AUFGABE UND VORGABEN
Bearbeite den Abschnitt der Auflistung, der mit der Zeile beginnt, die „the white backsplash“ enthält, und mit der Zeile endet, die „[[74, 222]]“ enthält. Gib nur diese Zeilen wieder, ersetze darin „evaluation set“ durch „test set“ und lass alles andere unverändert.

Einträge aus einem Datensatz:
•••
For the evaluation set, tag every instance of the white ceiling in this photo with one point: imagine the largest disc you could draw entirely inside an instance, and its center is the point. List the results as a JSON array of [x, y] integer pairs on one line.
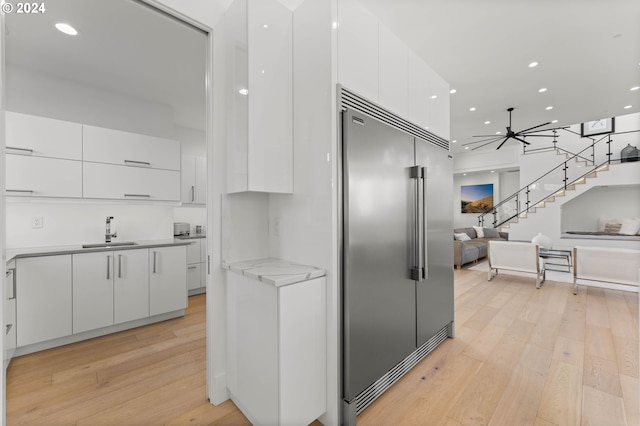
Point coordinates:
[[121, 47], [588, 53]]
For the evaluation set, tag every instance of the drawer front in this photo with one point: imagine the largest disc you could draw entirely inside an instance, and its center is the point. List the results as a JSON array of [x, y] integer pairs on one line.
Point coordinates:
[[131, 149], [43, 137], [130, 183], [43, 177]]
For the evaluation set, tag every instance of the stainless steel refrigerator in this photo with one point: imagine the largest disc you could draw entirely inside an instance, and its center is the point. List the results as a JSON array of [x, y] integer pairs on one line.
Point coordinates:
[[397, 259]]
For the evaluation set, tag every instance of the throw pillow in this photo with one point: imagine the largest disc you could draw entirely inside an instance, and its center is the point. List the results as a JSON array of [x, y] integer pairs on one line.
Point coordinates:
[[629, 227], [462, 237], [491, 233], [612, 228], [602, 222]]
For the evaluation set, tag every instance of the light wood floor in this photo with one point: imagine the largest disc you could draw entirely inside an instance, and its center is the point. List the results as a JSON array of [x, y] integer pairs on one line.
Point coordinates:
[[521, 356]]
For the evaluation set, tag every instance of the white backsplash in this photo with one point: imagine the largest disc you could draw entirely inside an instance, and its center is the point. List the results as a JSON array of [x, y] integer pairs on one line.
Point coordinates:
[[74, 222]]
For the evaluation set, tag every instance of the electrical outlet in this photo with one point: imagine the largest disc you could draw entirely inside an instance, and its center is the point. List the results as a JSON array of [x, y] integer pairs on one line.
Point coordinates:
[[36, 222]]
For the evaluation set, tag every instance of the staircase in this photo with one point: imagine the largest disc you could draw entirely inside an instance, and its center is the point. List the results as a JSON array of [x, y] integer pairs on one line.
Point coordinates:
[[561, 182]]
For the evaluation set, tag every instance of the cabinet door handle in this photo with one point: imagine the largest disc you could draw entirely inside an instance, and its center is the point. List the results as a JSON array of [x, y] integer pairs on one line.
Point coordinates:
[[141, 163], [155, 257], [30, 191], [30, 151], [11, 272]]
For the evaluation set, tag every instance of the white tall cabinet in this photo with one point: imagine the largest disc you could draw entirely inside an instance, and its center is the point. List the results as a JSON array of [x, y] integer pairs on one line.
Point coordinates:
[[258, 38]]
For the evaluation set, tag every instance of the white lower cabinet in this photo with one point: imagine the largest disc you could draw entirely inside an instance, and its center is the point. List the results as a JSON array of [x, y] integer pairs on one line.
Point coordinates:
[[92, 291], [167, 279], [276, 349], [43, 298], [131, 285], [109, 288], [60, 295]]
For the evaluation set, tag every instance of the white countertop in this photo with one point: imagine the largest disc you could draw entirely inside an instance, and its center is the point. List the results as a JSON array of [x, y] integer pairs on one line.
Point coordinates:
[[277, 272], [12, 253]]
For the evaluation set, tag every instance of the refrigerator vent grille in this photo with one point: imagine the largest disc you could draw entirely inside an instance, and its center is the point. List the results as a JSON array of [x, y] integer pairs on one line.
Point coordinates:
[[349, 99], [370, 394]]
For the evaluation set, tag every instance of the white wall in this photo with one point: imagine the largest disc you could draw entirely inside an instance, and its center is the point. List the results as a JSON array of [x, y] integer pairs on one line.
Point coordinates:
[[76, 222], [606, 202]]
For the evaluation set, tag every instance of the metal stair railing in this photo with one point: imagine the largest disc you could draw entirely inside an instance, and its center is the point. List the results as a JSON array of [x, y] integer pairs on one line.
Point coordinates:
•••
LÖSUNG DER AUFGABE
For the test set, tag every instance of the white backsplash in this photo with one point: imagine the largest disc you could draw entirely inside an instance, and its center is the point. List the results as a JSON array of [x, y] integer pairs on one line.
Point coordinates:
[[74, 222]]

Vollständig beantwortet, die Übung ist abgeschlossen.